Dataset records
%%
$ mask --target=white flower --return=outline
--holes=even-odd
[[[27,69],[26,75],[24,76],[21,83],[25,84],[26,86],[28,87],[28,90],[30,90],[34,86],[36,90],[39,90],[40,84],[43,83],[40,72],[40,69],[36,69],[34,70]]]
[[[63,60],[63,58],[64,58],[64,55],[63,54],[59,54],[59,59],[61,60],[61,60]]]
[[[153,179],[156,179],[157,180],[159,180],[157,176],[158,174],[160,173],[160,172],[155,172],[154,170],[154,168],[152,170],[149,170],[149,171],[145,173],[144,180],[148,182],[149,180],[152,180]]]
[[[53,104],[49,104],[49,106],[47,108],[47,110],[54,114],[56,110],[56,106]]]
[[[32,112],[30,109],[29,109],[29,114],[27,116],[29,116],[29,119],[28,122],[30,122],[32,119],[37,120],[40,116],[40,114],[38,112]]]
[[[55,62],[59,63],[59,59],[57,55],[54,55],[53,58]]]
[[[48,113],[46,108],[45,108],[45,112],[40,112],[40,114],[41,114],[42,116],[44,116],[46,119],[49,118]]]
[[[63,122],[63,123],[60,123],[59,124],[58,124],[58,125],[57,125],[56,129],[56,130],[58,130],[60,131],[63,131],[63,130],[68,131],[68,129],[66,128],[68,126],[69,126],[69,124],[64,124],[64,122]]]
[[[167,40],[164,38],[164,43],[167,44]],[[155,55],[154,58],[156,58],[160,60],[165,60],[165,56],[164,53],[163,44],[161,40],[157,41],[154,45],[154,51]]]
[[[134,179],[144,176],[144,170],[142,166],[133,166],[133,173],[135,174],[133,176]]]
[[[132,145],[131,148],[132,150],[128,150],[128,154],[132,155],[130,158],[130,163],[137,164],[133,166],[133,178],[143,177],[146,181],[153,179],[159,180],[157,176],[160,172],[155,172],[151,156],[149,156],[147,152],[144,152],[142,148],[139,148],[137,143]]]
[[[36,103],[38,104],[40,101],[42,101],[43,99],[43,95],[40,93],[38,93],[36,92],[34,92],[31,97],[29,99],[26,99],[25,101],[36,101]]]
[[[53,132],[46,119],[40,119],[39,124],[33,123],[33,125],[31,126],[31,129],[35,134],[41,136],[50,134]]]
%%
→ Task statement: Rewrite the lines above, changing "white flower" to "yellow flower" and leaving everything else the same.

→ Full solution:
$ mask --target=yellow flower --return=outline
--holes=even-odd
[[[27,69],[26,75],[24,76],[21,83],[25,84],[26,86],[28,87],[28,90],[30,90],[34,86],[36,90],[39,90],[40,84],[43,83],[40,72],[40,69],[36,69],[34,70]]]
[[[63,60],[63,58],[64,58],[64,55],[63,54],[59,54],[59,59],[61,60],[61,60]]]
[[[153,179],[156,179],[157,180],[159,180],[157,176],[158,174],[160,173],[160,172],[155,172],[154,170],[154,168],[152,170],[149,170],[149,171],[145,173],[144,180],[148,182],[149,180],[152,180]]]
[[[53,104],[49,104],[49,106],[47,108],[47,110],[54,114],[56,110],[56,106]]]
[[[32,112],[30,109],[29,109],[29,114],[27,116],[29,116],[29,119],[28,122],[30,122],[32,119],[37,120],[40,116],[40,114],[38,112]]]
[[[55,62],[59,63],[59,59],[57,55],[54,55],[53,58]]]
[[[48,113],[46,108],[45,108],[45,112],[40,112],[40,114],[41,114],[42,116],[44,116],[46,119],[49,118]]]
[[[63,122],[63,123],[60,123],[59,124],[58,124],[58,125],[57,125],[56,129],[56,130],[58,130],[60,131],[63,131],[63,130],[68,131],[68,129],[66,128],[68,126],[69,126],[69,124],[64,124],[64,122]]]
[[[167,40],[164,38],[164,43],[167,44]],[[155,55],[154,58],[156,58],[160,60],[165,60],[165,56],[164,53],[163,44],[161,40],[157,41],[154,45],[154,51]]]
[[[134,179],[144,176],[144,170],[142,166],[133,166],[133,173],[135,174],[133,176]]]
[[[132,145],[131,148],[132,150],[128,150],[128,154],[132,155],[130,158],[130,163],[137,164],[133,166],[133,178],[143,177],[146,181],[153,179],[159,180],[157,176],[160,172],[155,172],[151,156],[149,156],[147,152],[144,152],[142,148],[139,148],[137,143]]]
[[[36,103],[38,104],[40,101],[42,101],[43,99],[43,95],[40,93],[38,93],[36,92],[34,92],[31,97],[29,99],[26,99],[25,101],[36,101]]]
[[[53,132],[46,119],[40,119],[39,124],[33,123],[33,125],[31,126],[31,129],[35,134],[41,136],[50,134]]]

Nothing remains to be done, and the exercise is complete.